[Data extracted from a collection]

- - -

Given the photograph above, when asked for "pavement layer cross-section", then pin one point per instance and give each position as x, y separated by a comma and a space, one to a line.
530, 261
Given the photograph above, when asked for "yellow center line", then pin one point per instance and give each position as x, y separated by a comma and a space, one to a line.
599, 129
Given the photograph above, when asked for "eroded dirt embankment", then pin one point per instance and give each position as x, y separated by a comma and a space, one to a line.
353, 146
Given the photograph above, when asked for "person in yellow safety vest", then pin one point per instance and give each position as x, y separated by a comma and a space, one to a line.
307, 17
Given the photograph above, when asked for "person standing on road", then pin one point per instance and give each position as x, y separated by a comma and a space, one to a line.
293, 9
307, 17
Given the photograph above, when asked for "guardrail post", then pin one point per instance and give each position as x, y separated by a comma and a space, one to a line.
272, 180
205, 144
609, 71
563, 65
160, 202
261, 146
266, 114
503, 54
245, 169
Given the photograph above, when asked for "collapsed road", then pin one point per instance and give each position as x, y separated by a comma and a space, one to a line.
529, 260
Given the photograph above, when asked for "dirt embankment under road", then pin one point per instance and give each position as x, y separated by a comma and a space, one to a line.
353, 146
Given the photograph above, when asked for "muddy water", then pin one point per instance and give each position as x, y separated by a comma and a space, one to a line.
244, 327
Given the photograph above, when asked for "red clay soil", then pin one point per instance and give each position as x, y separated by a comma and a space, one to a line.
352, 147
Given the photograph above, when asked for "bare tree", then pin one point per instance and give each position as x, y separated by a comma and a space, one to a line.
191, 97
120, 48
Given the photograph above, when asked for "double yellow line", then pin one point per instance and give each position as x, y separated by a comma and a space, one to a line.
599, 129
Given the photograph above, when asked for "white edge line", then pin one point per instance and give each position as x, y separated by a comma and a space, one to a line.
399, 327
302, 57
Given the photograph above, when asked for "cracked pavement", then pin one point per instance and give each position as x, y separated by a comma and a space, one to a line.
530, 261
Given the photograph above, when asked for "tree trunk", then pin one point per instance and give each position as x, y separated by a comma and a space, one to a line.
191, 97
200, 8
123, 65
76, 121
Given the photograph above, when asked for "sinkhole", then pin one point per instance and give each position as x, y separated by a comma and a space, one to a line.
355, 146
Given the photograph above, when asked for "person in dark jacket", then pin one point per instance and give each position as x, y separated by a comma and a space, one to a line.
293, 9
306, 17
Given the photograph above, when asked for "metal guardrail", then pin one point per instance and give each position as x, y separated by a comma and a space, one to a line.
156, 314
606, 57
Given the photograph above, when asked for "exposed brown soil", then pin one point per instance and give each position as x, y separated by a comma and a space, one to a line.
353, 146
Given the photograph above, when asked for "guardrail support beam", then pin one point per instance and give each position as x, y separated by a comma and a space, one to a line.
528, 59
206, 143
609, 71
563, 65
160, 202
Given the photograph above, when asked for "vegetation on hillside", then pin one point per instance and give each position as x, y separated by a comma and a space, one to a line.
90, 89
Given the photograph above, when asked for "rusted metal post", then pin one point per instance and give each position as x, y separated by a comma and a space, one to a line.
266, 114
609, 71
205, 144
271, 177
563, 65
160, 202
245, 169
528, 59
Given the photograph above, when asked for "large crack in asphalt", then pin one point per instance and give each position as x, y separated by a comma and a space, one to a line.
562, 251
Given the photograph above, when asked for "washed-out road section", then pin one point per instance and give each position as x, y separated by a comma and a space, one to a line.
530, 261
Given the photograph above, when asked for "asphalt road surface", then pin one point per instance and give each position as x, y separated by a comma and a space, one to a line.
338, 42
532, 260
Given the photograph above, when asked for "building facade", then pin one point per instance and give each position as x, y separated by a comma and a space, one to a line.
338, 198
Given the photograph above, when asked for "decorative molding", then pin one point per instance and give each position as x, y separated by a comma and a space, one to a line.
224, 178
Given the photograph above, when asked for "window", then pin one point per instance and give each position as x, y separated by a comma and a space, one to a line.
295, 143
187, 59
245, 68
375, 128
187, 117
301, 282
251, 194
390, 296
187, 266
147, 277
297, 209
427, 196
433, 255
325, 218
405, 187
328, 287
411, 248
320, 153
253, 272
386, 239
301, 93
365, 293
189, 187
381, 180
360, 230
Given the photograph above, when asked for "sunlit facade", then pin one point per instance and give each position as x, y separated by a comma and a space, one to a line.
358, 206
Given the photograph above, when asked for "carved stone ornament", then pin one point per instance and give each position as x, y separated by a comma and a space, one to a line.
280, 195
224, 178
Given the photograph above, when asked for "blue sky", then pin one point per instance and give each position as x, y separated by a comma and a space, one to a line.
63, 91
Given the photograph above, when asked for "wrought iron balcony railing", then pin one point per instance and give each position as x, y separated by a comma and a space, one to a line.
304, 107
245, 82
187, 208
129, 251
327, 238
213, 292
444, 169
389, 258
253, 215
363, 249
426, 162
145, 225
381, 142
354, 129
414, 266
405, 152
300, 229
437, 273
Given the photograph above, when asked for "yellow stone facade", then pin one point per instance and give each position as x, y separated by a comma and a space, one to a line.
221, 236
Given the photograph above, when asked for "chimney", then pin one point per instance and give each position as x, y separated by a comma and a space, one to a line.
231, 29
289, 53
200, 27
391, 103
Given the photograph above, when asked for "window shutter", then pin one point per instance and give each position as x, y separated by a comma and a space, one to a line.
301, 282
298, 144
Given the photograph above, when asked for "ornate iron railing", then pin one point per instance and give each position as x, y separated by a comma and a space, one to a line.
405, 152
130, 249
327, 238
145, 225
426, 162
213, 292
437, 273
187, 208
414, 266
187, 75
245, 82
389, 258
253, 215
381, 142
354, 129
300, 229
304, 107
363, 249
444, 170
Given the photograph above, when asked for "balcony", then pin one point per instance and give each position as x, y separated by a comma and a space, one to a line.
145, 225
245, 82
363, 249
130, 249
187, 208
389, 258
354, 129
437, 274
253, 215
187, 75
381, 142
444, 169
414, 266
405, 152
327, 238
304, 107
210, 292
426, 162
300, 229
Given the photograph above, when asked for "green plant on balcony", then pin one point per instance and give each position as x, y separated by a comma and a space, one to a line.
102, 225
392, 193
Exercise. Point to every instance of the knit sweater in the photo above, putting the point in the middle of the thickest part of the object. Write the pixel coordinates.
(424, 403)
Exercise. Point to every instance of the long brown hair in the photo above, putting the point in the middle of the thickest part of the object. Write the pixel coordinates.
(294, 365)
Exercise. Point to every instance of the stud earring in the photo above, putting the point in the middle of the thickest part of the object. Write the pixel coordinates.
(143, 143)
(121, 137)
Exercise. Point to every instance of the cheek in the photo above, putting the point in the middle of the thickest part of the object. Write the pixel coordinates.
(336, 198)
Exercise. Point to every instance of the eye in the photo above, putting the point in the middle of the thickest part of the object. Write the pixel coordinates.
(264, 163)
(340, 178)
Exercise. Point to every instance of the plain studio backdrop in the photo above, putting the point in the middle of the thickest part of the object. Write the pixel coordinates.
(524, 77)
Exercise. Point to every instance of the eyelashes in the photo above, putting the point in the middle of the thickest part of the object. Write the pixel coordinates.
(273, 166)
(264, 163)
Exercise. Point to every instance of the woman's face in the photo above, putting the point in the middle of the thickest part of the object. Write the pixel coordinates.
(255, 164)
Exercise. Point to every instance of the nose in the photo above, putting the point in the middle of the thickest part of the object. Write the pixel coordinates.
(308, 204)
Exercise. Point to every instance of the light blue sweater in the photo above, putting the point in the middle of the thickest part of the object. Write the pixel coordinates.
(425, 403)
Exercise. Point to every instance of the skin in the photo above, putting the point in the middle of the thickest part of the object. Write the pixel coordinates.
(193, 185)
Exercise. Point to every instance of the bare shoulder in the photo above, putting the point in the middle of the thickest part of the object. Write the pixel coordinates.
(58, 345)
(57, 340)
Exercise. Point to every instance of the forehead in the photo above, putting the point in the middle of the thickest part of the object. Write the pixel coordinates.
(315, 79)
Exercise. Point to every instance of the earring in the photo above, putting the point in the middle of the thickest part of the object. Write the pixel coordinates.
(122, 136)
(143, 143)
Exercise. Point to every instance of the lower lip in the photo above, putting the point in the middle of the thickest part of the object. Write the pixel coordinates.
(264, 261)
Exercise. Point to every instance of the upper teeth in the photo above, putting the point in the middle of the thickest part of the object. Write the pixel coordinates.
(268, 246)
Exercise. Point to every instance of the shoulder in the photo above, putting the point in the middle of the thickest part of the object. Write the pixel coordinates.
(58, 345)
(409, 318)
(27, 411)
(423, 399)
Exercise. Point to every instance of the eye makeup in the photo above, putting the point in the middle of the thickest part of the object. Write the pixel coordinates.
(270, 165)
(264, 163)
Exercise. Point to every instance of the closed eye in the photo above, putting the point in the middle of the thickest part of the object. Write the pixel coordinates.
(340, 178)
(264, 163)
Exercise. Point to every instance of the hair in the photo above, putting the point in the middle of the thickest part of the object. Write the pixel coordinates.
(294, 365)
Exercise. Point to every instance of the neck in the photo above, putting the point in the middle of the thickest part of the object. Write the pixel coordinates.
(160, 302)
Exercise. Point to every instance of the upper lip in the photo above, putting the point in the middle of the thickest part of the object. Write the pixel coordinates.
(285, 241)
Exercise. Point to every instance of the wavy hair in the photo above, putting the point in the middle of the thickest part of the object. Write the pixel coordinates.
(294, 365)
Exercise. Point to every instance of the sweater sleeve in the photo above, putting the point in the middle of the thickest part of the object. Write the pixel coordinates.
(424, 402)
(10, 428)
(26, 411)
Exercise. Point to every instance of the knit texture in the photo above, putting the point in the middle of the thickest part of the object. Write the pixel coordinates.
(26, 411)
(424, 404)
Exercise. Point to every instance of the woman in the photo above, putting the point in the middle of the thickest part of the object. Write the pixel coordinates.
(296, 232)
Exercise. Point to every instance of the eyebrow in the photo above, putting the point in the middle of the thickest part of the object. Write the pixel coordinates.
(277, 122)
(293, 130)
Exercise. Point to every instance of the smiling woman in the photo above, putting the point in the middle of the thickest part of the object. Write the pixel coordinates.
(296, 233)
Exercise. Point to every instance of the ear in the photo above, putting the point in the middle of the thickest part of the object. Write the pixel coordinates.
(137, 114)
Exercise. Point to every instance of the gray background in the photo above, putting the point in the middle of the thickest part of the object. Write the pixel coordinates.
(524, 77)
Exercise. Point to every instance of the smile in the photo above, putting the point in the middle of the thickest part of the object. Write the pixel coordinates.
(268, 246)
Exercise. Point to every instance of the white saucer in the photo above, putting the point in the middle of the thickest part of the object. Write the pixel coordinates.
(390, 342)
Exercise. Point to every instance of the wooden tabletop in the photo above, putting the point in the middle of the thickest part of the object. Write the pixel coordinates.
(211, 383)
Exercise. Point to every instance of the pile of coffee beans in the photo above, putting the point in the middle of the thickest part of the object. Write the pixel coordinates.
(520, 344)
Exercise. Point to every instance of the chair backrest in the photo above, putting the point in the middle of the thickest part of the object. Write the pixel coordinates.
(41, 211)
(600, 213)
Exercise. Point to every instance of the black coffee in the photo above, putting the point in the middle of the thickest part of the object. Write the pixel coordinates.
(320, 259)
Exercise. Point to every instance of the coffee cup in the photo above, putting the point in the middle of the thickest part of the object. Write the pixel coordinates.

- - -

PROBLEM -> Everything from the line containing "Exercise. Point to every instance of the chair" to the end of the records must be written out exactly; include both of those lines and no others.

THE COMPLETED TASK ->
Exercise. Point to every instance of the chair backrest in the photo above, putting the point in the middle of the thickest part of the object. Write the pixel coordinates.
(41, 211)
(600, 213)
Exercise. Point to every instance of the black coffee in the photo above, putting the point in the middle of the thickest part of the object. Write the pixel coordinates.
(320, 259)
Exercise. Point to every instance of the coffee cup in the photo above, putting the point in the middle of the thickest part of the object. Write the pixel coordinates.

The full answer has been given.